Reproduisez intégralement, sans la moindre modification, l'extrait consacré à Jacques Boudet.

----- Extrait

Quelle est la noblesse d’un comédien de seconds rôles ? Celle, peut-être, de s’effacer derrière ses personnages, et de finir, à force, par ressembler à quelqu’un que tout le monde connaît sans pour autant parvenir à l’identifier. Jacques Boudet était de ceux-là. Avec sa haute taille, son visage plongeant, sa grosse voix roucoulante, il se situait dans une zone de familiarité rassemblant sympathiques patriarches, hommes de métier et hauts dignitaires.
Originaire du Sud, capable de jouer « avé l’assent » ou sans, il était en partie attaché à l’imaginaire régional. En l’occurrence, à deux visages (on ne peut plus aux antipodes) de la ville de Marseille : le premier lié au cinéma de Robert Guédiguian, le second au feuilleton Plus belle la vie, dont il était une figure récurrente. L’acteur est mort dans la nuit du 14 au 15 juillet, à son domicile, dans l’Hérault, comme l’a annoncé son agente, Pierrette Panou.

----------
----- Données de l'exercice

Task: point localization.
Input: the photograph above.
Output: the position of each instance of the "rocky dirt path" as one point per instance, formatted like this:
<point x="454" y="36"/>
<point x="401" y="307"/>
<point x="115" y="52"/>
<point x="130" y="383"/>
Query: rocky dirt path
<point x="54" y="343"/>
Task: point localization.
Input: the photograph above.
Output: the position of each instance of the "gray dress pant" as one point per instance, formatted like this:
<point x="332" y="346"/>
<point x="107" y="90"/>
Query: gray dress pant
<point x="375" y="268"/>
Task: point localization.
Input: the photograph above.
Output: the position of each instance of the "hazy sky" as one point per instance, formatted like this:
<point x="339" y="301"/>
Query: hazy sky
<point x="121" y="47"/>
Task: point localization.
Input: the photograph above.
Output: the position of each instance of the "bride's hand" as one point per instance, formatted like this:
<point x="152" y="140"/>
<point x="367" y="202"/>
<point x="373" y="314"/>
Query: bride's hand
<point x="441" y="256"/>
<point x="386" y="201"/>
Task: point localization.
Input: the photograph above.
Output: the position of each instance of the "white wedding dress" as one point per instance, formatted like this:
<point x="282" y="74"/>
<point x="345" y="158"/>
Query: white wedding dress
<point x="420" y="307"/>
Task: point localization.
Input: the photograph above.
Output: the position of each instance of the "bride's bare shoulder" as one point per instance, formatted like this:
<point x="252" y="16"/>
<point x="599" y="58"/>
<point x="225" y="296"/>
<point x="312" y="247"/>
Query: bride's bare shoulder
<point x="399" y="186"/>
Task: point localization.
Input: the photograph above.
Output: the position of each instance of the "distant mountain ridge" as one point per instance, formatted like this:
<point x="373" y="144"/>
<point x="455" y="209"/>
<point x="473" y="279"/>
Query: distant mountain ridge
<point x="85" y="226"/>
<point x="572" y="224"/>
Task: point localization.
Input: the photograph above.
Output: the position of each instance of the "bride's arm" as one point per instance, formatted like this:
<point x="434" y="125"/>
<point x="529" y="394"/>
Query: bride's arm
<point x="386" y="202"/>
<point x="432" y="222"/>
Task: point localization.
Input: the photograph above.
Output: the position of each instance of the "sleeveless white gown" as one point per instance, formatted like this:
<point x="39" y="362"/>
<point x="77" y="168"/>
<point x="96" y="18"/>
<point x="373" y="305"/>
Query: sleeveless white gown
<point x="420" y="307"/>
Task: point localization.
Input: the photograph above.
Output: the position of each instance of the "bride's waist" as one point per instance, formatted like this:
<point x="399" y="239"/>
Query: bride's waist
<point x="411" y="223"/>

----------

**Réponse**
Quelle est la noblesse d’un comédien de seconds rôles ? Celle, peut-être, de s’effacer derrière ses personnages, et de finir, à force, par ressembler à quelqu’un que tout le monde connaît sans pour autant parvenir à l’identifier. Jacques Boudet était de ceux-là. Avec sa haute taille, son visage plongeant, sa grosse voix roucoulante, il se situait dans une zone de familiarité rassemblant sympathiques patriarches, hommes de métier et hauts dignitaires.
Originaire du Sud, capable de jouer « avé l’assent » ou sans, il était en partie attaché à l’imaginaire régional. En l’occurrence, à deux visages (on ne peut plus aux antipodes) de la ville de Marseille : le premier lié au cinéma de Robert Guédiguian, le second au feuilleton Plus belle la vie, dont il était une figure récurrente. L’acteur est mort dans la nuit du 14 au 15 juillet, à son domicile, dans l’Hérault, comme l’a annoncé son agente, Pierrette Panou.